==== RECORDS SUPPLIED
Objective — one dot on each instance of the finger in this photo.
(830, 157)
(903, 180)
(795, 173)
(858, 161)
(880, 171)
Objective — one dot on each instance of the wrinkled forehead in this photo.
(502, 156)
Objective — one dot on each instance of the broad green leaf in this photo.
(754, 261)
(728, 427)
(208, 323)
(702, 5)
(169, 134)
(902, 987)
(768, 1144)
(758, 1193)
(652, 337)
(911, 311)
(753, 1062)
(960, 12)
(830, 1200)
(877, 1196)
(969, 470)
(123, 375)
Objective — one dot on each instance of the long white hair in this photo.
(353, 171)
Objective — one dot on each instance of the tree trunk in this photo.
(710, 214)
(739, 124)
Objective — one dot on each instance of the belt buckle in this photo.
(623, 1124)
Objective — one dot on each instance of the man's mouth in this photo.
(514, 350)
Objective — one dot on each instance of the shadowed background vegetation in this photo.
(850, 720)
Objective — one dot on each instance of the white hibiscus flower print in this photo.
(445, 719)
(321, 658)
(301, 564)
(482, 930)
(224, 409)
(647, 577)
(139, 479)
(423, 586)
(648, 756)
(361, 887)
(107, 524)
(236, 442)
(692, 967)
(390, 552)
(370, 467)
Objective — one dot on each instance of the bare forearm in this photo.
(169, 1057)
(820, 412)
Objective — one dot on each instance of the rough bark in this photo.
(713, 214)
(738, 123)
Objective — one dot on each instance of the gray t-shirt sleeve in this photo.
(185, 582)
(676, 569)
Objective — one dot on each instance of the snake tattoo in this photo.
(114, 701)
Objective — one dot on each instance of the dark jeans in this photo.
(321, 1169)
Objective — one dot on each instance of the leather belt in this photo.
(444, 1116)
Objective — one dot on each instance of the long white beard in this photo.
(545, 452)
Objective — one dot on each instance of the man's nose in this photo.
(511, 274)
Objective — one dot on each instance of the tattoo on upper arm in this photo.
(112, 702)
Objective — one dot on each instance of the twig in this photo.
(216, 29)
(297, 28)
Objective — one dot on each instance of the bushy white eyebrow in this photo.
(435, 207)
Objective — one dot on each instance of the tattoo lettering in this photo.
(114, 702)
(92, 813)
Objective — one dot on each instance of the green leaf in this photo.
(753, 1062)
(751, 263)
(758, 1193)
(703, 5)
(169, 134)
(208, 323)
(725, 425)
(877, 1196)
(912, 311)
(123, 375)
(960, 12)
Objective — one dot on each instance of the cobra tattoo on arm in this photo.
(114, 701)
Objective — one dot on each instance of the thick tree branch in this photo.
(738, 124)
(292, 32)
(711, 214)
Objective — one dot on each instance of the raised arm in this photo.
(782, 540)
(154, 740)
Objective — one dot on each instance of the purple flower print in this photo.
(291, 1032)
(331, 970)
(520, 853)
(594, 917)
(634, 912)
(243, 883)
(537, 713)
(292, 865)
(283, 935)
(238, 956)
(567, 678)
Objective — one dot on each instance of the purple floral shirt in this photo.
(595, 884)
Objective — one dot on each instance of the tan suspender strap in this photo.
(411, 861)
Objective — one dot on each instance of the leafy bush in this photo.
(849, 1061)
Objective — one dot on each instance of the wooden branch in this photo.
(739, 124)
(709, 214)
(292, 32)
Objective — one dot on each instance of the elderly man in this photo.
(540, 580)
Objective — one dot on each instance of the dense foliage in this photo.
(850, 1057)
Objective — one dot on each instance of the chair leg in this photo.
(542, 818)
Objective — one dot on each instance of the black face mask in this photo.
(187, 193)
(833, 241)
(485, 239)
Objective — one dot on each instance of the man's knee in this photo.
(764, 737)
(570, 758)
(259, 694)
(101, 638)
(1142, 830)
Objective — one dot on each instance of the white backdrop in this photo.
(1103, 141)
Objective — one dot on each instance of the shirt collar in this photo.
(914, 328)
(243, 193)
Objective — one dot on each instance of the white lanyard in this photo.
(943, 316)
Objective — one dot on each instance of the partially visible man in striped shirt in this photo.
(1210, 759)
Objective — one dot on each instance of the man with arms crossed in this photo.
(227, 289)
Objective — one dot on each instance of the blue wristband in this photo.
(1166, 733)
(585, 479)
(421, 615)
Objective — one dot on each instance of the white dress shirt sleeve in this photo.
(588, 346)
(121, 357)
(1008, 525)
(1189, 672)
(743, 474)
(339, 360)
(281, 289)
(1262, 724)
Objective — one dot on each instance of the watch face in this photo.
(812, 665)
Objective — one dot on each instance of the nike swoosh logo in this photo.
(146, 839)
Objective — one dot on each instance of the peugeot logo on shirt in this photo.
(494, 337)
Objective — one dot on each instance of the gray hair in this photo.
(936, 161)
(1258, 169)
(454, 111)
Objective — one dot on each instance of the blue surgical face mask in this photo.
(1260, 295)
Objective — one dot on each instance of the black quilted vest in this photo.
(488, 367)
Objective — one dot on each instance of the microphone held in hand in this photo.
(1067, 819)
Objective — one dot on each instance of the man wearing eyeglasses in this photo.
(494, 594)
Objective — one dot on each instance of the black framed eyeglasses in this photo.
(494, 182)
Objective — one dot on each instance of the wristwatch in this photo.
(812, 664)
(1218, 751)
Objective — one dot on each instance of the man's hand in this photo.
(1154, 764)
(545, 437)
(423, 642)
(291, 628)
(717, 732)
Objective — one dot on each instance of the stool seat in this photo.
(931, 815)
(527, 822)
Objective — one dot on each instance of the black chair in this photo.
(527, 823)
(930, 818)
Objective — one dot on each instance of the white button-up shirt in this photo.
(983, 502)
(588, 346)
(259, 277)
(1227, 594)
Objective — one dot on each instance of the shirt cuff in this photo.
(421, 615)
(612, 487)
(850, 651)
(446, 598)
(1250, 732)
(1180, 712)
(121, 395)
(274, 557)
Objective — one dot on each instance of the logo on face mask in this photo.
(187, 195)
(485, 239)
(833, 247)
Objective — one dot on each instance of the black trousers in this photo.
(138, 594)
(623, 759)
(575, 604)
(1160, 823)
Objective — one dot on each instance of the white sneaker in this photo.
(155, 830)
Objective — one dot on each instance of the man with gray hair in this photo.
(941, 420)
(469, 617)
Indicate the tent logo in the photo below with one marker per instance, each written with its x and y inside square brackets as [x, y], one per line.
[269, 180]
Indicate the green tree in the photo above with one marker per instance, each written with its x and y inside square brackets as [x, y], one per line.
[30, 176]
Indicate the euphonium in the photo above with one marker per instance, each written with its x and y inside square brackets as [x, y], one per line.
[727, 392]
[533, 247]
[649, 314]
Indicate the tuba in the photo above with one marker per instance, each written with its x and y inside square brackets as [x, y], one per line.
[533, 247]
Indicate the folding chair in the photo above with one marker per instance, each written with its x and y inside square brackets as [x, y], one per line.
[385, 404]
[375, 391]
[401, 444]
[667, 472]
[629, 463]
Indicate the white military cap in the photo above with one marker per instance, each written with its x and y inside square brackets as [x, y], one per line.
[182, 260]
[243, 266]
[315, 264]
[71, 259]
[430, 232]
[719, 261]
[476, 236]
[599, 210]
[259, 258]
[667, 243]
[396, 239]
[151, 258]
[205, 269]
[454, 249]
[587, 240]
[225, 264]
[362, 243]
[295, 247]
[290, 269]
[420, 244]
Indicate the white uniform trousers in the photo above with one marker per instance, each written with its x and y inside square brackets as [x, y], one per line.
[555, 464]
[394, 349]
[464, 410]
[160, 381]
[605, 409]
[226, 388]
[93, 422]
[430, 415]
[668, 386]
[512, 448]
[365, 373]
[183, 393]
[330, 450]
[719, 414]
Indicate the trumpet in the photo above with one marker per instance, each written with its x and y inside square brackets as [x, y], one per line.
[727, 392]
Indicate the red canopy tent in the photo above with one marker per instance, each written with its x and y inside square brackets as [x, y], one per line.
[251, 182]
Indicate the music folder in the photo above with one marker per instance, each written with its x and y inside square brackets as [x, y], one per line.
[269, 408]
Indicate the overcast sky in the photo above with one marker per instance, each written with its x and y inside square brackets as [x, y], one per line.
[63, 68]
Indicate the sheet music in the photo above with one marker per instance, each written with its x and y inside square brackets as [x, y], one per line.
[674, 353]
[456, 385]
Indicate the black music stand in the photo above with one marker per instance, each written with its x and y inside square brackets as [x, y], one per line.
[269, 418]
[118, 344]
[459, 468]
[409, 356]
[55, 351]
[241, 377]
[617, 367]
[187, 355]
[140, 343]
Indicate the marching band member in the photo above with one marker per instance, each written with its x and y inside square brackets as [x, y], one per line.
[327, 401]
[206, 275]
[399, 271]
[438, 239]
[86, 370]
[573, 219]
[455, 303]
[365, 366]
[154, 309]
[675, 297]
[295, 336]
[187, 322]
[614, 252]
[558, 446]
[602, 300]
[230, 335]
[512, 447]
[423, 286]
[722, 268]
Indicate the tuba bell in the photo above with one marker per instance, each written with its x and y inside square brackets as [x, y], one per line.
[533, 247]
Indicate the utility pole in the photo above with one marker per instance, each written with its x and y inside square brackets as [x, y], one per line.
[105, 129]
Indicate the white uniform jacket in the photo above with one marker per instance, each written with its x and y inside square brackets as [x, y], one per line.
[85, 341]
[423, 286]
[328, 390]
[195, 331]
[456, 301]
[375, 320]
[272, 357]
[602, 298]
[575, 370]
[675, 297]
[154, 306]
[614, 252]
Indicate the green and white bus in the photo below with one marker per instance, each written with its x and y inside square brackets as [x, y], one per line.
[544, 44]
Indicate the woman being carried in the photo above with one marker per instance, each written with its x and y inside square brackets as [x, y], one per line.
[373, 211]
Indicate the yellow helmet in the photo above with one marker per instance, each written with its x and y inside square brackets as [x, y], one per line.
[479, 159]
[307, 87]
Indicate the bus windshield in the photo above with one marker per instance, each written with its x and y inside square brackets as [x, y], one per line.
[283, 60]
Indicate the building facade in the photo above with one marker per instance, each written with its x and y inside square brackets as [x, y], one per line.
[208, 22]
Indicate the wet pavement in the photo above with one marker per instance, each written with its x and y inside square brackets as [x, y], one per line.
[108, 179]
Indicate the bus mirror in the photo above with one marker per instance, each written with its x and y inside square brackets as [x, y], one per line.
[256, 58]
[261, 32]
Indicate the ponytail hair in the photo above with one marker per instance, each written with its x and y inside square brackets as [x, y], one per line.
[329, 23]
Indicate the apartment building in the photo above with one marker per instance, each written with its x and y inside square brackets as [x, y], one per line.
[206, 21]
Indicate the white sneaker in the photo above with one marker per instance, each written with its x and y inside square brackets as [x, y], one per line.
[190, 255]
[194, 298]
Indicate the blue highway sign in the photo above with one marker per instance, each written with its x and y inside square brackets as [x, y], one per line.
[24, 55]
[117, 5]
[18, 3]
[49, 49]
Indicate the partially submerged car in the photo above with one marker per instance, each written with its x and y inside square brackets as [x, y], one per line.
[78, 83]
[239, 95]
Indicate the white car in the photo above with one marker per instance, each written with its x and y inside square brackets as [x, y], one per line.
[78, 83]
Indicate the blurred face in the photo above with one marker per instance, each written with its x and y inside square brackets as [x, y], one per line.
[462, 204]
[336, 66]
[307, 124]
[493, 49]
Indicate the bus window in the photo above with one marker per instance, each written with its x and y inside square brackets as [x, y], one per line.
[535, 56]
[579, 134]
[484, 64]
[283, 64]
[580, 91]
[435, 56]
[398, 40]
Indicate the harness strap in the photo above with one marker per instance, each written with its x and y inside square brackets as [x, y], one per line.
========
● **STATED EXERCISE**:
Turn the items above, starting at the line that contains "Objective — one dot on each instance of the shirt collar" and ending at the line that contains "(1210, 759)", into a two-column CSV with the columns text and answer, one row per item. Put each item's text and its answer in one quoted field each, with line breaks changed to spaces.

● **TASK RESULT**:
text,answer
"Objective — one dot on each instance of the shirt collar in this photo.","(914, 328) (243, 193)"
"Objective — one dot on each instance of the white lanyard in this photo.","(943, 316)"
"Objective — one dot on each instance of the partially visible man in striped shirt in this photo.","(1210, 759)"